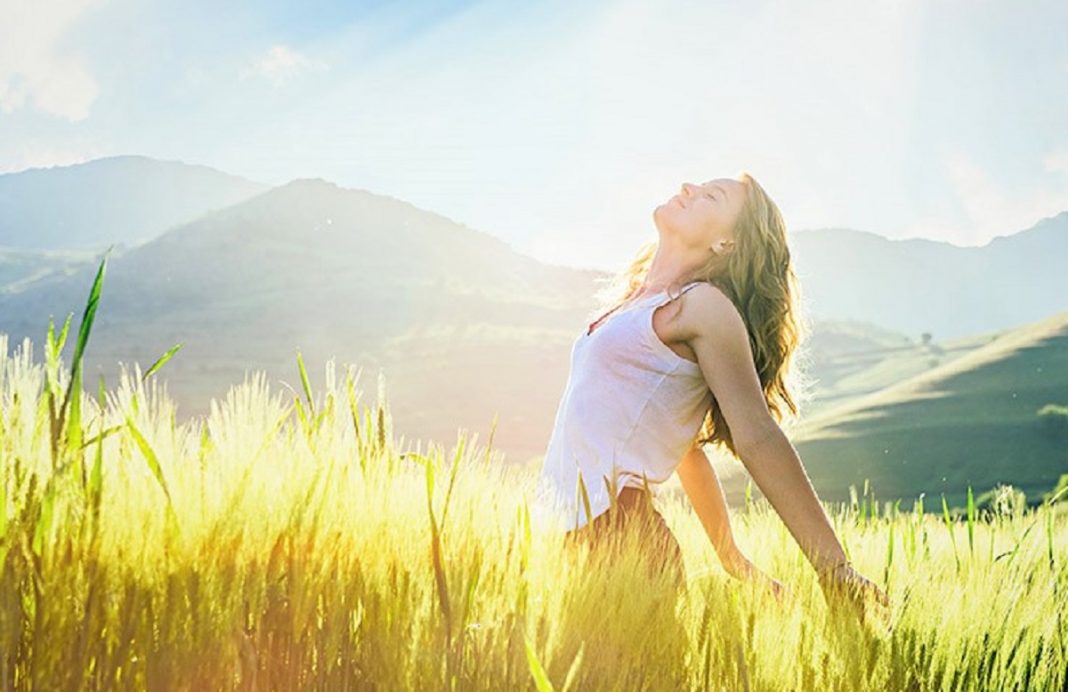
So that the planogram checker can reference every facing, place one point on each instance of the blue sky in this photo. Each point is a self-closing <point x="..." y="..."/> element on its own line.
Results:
<point x="560" y="126"/>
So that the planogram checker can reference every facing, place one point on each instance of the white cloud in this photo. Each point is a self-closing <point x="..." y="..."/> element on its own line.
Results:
<point x="1056" y="161"/>
<point x="989" y="206"/>
<point x="33" y="67"/>
<point x="282" y="63"/>
<point x="27" y="154"/>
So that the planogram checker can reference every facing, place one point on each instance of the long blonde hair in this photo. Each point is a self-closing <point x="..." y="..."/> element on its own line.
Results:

────────────────

Exercise directions
Reproduce the material above line for line, without any changes, and omit the pictures.

Complete answer
So that the planogram checker can reference every facing, place one point on each instance of the blue sky in this photo. Each point is a self-closing <point x="..." y="..."/> element on its own line.
Results:
<point x="560" y="126"/>
So that the planogram checker can reference every facing, place one point on each instance of the white cloud in this photo. Each point is a self-closing <point x="..." y="..."/> element on its own line.
Results:
<point x="1056" y="161"/>
<point x="989" y="206"/>
<point x="33" y="67"/>
<point x="282" y="63"/>
<point x="27" y="154"/>
So that the planogram checker can reference every facing, place one point on each instance of the long blonde hair in this photo. Each point is a self-closing <point x="..." y="..."/> element on its own line.
Results:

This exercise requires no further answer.